--- start of Given data ---

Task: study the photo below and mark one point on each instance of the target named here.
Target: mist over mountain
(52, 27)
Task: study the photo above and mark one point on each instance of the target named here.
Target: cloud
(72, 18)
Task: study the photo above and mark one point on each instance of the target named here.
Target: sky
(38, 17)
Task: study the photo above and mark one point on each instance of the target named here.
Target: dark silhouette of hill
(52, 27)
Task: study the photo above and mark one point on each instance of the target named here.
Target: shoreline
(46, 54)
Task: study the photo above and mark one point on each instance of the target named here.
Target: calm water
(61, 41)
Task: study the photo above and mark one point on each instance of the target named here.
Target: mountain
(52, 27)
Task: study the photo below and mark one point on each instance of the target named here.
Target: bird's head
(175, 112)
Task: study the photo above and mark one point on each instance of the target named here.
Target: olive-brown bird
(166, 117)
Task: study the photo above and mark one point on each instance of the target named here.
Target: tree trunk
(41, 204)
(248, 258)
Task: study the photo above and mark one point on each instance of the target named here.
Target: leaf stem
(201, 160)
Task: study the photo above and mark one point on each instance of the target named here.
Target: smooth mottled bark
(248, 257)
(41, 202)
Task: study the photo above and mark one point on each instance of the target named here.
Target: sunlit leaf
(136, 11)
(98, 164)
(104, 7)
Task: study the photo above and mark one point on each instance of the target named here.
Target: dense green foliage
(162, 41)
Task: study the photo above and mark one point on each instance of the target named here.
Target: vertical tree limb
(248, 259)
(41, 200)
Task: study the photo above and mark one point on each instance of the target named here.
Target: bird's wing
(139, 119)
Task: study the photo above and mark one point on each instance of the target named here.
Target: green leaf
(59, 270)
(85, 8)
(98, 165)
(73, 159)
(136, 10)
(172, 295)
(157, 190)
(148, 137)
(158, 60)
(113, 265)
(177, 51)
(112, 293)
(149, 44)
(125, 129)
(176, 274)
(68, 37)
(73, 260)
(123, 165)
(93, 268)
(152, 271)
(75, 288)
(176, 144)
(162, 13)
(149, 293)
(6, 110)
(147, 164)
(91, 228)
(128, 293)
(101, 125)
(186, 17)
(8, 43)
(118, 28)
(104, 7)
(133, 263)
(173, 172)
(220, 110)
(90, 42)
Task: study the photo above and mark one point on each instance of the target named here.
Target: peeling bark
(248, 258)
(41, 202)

--- end of Given data ---
--- start of Given data ---

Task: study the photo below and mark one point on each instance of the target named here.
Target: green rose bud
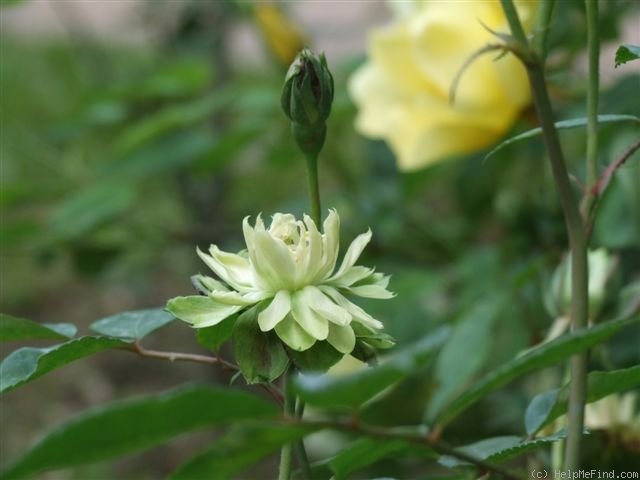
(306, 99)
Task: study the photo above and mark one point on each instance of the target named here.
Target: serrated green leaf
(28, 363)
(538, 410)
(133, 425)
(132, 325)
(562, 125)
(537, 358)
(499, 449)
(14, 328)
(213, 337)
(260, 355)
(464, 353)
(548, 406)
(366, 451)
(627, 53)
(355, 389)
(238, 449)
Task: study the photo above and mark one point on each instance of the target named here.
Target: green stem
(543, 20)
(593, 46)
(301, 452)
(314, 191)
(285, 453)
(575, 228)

--- end of Given data ---

Pull out every line in the entries above that contains the word "mountain", copying each such line in full. Matching is case-sensitive.

**Output of the exercise:**
Target: mist over mountain
Target: mountain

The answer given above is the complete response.